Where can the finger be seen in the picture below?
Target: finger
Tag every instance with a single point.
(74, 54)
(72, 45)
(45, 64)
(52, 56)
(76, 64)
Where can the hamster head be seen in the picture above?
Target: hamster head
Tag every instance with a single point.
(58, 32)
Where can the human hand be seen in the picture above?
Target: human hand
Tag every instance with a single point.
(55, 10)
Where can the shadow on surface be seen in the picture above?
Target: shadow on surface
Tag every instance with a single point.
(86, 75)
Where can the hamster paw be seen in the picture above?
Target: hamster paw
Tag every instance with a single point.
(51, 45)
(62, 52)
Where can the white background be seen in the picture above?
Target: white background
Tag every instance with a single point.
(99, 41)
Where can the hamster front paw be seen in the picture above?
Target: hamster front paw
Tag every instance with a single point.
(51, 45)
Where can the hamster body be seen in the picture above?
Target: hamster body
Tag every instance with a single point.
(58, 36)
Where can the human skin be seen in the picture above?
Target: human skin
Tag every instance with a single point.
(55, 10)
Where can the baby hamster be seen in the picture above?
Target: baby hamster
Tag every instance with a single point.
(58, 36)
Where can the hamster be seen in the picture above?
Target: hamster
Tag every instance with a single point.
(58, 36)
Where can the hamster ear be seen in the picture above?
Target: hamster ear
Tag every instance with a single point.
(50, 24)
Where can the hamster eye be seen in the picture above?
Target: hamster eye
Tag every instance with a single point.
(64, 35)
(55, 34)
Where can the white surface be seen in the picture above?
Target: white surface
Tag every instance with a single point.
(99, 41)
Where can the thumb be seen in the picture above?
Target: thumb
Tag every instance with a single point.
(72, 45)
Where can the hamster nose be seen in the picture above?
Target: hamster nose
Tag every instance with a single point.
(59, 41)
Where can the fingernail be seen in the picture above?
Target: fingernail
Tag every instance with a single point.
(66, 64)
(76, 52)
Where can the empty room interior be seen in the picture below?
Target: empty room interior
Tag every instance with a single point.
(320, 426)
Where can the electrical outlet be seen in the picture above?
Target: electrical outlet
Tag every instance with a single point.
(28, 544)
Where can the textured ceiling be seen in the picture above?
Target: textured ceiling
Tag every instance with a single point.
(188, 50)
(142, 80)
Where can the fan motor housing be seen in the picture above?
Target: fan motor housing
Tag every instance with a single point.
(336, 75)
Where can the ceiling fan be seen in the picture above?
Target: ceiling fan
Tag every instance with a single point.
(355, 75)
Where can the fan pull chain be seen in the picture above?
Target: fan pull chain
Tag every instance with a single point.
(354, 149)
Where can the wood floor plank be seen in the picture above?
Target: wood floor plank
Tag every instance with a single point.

Problem description
Set out exactly the run of lines that begins at the line holding "Where can the hamster nose" and ends at the last line of the data.

Written response
Where can the hamster nose be seen in the picture above?
Target: hamster nose
Tag every instance with a single point.
(59, 41)
Where can the fingernail be seen in the picture above?
Target: fingernail
Tag every instance with a single point.
(66, 64)
(76, 52)
Where can the empty room interior be seen in the picture below?
Target: empty room interior
Tag every instance with a single point.
(320, 426)
Where can the electrical outlet be seen in the picture above?
Target: electrical outlet
Tag every instance with a single point.
(28, 544)
Where can the textured ceiling be seen in the picture above?
Target: textured ceiling
Tag every instance with a single point.
(188, 50)
(142, 80)
Where can the fan motor housing be seen in the picture above?
Target: fan motor housing
Tag every instance with a single point.
(336, 75)
Where can the ceiling fan be seen in the picture above?
Target: ceiling fan
Tag every instance with a single point.
(355, 75)
Where can the fan pull chain be seen in the picture above?
Target: fan pull chain
Tag every instance with a single point.
(354, 149)
Where can the wood floor plank be seen in the picture above?
Target: wood floor plank
Tag every instance with a single point.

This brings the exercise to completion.